* Document:
What followed was an avalanche.

The Escalation

Days 1–3 (September 2025): The Facebook post triggered a wave of outrage. Dozens of former apartment applicants recognized their names in the folder structure. The first ones filed data subject access requests under Art. 15 GDPR. Within three days, 87 access requests arrived at Grundstein Real Estate.

Weeks 1–2: Brenner was overwhelmed. The email inbox was flooded with inquiries. The team had no processes for handling data subject requests. Brenner instructed his staff to ignore the requests for the time being — a fatal decision, as Art. 12 GDPR sets a one-month deadline for responses.

Week 3: The first applicants whose requests went unanswered contacted the Hessian Data Protection Authority. Complaints arrived in waves — first 20, then 50, then 100. By the end, there were 340 individual complaints.

Month 2: The data protection authority ordered an on-site inspection. Two auditors visited the offices. What they found:

  • 46,000 application documents from rental applicants, some dating back six years
  • No legal basis for storage after the conclusion of the rental process
  • No deletion schedule — not a single file had ever been deleted
  • No access controls — all 12 employees had full access to all applications
  • No consent for storage beyond the original purpose
  • Active VPN access for a terminated employee, five months after departure
  • No records of processing, no data protection policy, no staff training

Month 3: The authority imposed a fine of €310,000. Simultaneously, it ordered the deletion of all application documents for which no active processing purpose existed — effectively everything except current application proceedings.

Month 4: A Frankfurt law firm launched a coordinated compensation campaign on behalf of 180 affected individuals. Each claimant sought €500 to €2,000 under Art. 82 GDPR.

The Damage in Detail

Financial Breakdown

Cost ItemAmount
GDPR Fine€310,000
Compensation (Settlement with 180 Claimants)€135,000
External Legal Counsel and Defense€85,000
External Data Protection Consulting€45,000
Technical Implementation of Deletion Processes€32,000
Processing 340 Complaints and 87 Access Requests€28,000
New IT Infrastructure and Access Controls€25,000
Reputation Damage (Lost Business)€20,000
Total Damage€680,000

Reputation Damage

In Frankfurt's real estate industry, Grundstein became the cautionary tale. Landlords who listed properties through Grundstein received complaints from rental applicants who refused to submit documents through the agency. Three major property management companies terminated their contracts. On Google Reviews, the firm dropped from 4.2 to 1.8 stars.

* Stored records:
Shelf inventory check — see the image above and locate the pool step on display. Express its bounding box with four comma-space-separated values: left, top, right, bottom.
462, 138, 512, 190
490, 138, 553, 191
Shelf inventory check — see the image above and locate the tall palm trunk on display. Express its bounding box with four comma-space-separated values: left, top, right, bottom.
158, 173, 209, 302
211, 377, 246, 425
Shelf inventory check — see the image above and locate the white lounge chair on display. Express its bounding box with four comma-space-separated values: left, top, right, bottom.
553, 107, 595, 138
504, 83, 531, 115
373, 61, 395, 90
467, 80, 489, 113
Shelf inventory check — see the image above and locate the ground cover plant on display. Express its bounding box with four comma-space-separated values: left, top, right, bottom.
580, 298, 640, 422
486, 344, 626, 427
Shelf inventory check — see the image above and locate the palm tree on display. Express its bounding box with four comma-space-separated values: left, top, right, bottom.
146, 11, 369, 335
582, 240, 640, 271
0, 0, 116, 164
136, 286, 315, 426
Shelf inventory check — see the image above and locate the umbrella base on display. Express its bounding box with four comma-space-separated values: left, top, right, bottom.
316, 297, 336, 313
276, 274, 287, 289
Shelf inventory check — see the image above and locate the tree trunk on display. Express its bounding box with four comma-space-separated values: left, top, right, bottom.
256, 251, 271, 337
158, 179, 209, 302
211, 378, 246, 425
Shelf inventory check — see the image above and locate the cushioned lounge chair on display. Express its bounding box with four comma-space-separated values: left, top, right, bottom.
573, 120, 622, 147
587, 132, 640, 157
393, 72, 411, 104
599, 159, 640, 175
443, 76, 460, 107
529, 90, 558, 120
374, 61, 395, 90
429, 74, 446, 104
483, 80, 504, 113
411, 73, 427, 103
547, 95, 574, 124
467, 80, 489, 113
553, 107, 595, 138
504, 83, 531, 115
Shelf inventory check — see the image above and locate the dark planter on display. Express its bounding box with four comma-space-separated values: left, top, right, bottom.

* Complete the following:
1) Using the Grundstein case study above, answer these:
(a) How many access requests reached Grundstein Real Estate within three days?
(b) How many employees had full access to all applications?
(c) What Google Reviews rating did the firm drop to?
2) Extend the Grundstein case study by writing what comes after its last paragraph.

* Outputs for the tasks:
1)
(a) 87
(b) 12
(c) 1.8 stars

2)
Local press — Frankfurter Rundschau, Frankfurter Neue Presse — covered the story extensively. One detail generated particular outrage: an applicant whose 2020 credit report was still on file had contained a negative entry that had since been cleared. The old credit report could — theoretically — have been used against them in a new application. The case became a symbol of the power imbalance between landlords and tenants.

Legal Consequences

The €310,000 fine was justified as follows:

  • Art. 5(1)(e) GDPR (Storage Limitation): 46,000 applications without retention schedules, some six years old. Primary violation: €150,000.
  • Art. 6 GDPR (Lawfulness of Processing): No legal basis for continued storage after the rental process concluded. €80,000.
  • Art. 12/15 GDPR (Data Subject Rights): 87 access requests were not answered within the required timeframe. €50,000.
  • Art. 32 GDPR (Security of Processing): Missing access controls, active VPN access for a former employee. €30,000.

Business Impact

Managing director Brenner was required to appoint a Data Protection Officer, create records of processing activities, and train all staff — everything he should have done from the start. The cost of these measures was modest. The cost of failing to take them: €680,000.

Three employees resigned because they no longer wanted to be associated with the firm's public image. Brenner seriously considered closing the company and restarting under a new name — a sign of how deep the reputational damage ran.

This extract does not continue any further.